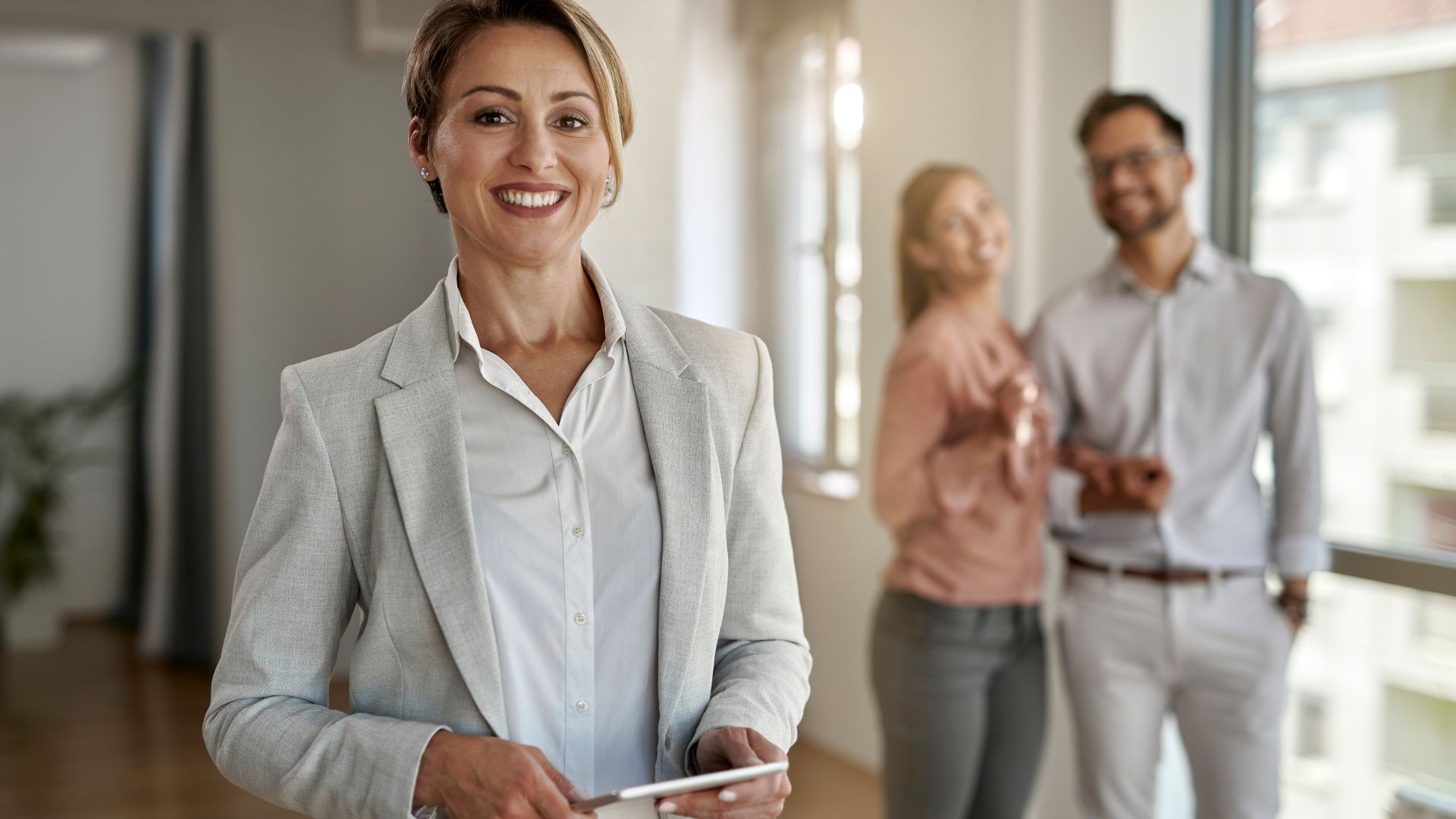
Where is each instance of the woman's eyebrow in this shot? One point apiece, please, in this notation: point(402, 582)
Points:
point(516, 95)
point(501, 91)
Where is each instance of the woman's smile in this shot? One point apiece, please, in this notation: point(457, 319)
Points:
point(530, 200)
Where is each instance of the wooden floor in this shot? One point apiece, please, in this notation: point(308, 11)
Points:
point(92, 732)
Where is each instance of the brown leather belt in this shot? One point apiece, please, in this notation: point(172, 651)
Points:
point(1164, 575)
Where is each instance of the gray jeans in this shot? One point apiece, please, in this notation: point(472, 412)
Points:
point(963, 707)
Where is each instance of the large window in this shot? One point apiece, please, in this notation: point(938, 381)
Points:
point(1350, 150)
point(808, 196)
point(1354, 169)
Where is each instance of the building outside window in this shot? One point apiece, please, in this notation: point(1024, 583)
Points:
point(1353, 177)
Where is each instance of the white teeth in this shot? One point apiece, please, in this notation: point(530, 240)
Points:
point(525, 199)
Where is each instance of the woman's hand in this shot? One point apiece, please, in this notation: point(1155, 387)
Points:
point(481, 777)
point(755, 799)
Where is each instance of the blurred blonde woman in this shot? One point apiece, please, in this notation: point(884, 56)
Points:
point(962, 472)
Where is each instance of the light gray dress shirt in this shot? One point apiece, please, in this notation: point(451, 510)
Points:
point(1196, 376)
point(570, 539)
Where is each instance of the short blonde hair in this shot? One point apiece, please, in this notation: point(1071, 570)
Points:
point(449, 25)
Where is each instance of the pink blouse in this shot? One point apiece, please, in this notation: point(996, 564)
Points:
point(962, 497)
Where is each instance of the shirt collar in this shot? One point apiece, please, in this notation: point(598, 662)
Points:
point(1204, 265)
point(463, 328)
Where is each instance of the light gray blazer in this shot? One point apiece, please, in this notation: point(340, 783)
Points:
point(364, 502)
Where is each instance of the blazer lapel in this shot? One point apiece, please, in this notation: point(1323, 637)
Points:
point(419, 426)
point(674, 420)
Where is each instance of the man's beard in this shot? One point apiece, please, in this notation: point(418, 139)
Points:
point(1155, 221)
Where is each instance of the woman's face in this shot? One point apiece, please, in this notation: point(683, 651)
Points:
point(520, 149)
point(967, 237)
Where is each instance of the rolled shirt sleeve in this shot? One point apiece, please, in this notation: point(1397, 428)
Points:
point(1293, 425)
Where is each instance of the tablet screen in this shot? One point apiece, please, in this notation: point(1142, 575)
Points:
point(686, 784)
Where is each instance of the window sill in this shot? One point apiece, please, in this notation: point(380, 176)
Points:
point(836, 484)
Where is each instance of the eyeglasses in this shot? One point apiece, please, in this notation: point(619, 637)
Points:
point(1138, 161)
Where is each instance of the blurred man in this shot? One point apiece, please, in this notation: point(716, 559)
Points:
point(1164, 369)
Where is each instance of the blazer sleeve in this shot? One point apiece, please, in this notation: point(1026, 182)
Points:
point(762, 664)
point(268, 727)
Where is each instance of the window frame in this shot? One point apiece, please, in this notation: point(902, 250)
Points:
point(1231, 212)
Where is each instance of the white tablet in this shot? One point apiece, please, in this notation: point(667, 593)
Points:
point(686, 784)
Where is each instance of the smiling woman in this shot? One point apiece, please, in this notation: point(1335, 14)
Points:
point(525, 485)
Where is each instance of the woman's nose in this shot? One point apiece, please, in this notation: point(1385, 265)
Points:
point(533, 149)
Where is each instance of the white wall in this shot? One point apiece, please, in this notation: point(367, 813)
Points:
point(324, 232)
point(714, 168)
point(67, 172)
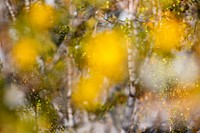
============================================================
Written problem: Retype all of the entries above word for word, leaving out the pictures.

Complete response:
Where is each instance of the woman's eyebrow in this shot? One point apiece, please, in this notation: point(402, 582)
Points:
point(516, 95)
point(501, 91)
Where is each instance of the woman's smile in this shot? One point apiece, please, in this notation: point(457, 319)
Points:
point(530, 200)
Where is each instance of the wooden floor in this shot? One point apiece, please, in this notation: point(308, 11)
Points:
point(92, 732)
Where is each instance of the brown leather belt in this shot? One point apiece, please, in this notation: point(172, 651)
Points:
point(1164, 575)
Where is each instance of the gray jeans in this shot? One point apiece, please, in this notation: point(472, 412)
Points:
point(963, 707)
Where is each instance of the large window in this shot? One point apiece, please, in this notation: point(938, 381)
Points:
point(1350, 150)
point(808, 196)
point(1354, 169)
Where is each instance of the building outside window in this shot? One point apiece, please, in this notation: point(1024, 583)
Points:
point(1353, 177)
Where is each instance of the white teeth in this shot? One point apiece, please, in this notation: point(530, 240)
Points:
point(525, 199)
Where is each instance of the woman's hand in this shot? One point apiece, please, in this notation: point(1155, 387)
Points:
point(481, 777)
point(755, 799)
Where is each instance of the blurred blonde woman in this shot? One point apiece, please, in this notation: point(884, 56)
Points:
point(962, 472)
Where is each instance of the light gray dress shirt in this shot? One point apiece, please, in this notation: point(451, 510)
Points:
point(1196, 376)
point(570, 539)
Where is each instance of the short blonde hair in this shot? One point apiece, please, in this notation: point(1071, 570)
Points:
point(449, 25)
Where is each instance of the pink blouse in this shot? One point apiece, please, in this notation: point(996, 564)
Points:
point(962, 497)
Where is each instance of the shirt collar in this shot? One point apiece, please, in this notation: point(598, 662)
Points:
point(1204, 265)
point(463, 328)
Where is each instance of the light gray blazer in this shot? One point apiece, please, in this notation: point(340, 783)
Points:
point(364, 502)
Where is each instance of the blazer lapel in this shot? One point apiece, please, in this notation: point(1323, 637)
Points:
point(419, 426)
point(674, 420)
Where is each instance of the man's beard in this shot? One point apiece, please, in this notation: point(418, 139)
Points:
point(1155, 221)
Where is each instance of the woman's face in this shot? One point apiece, please, in this notation: point(683, 651)
Points:
point(520, 149)
point(967, 237)
Where is each instance of the rolled shirt sleeve in this shot? One point apiece, please, in this notation: point(1397, 428)
Points:
point(1293, 425)
Where is each instance of the tablet screen in this shot? One point apiece, please, in this notation: point(1142, 575)
Points:
point(686, 784)
Where is each instance of the window sill in this shot? One point apiece, please, in this notation: point(380, 176)
Points:
point(836, 484)
Where is each instance of the eyeglasses in this shot? One point apiece, please, in this notation: point(619, 637)
Points:
point(1138, 161)
Where is each instance of the blurred man in this shot? One point apiece, please, in this notation: point(716, 559)
Points:
point(1164, 369)
Where is each instance of the blazer sleeve in this shot? One point apiece, please, in this notation: point(1026, 182)
Points:
point(762, 664)
point(268, 727)
Where is each instance of the window frame in this shot? One point apiece, please, in this notation: point(902, 250)
Points:
point(1231, 212)
Where is each instance of the white tablet in this shot? One point apiece, please, in this notation: point(667, 593)
Points:
point(686, 784)
Where is each instance of the smiling woman in this shot? One point apiece, please, in this notation: point(1335, 14)
Points:
point(525, 485)
Where is each instance of the woman's nose in this shot? One point apiece, please, in this notation: point(1385, 265)
Points:
point(533, 149)
Where is each instance of the white wall in this shot? One point apiece, please, in this notation: point(367, 813)
Points:
point(324, 232)
point(714, 168)
point(67, 172)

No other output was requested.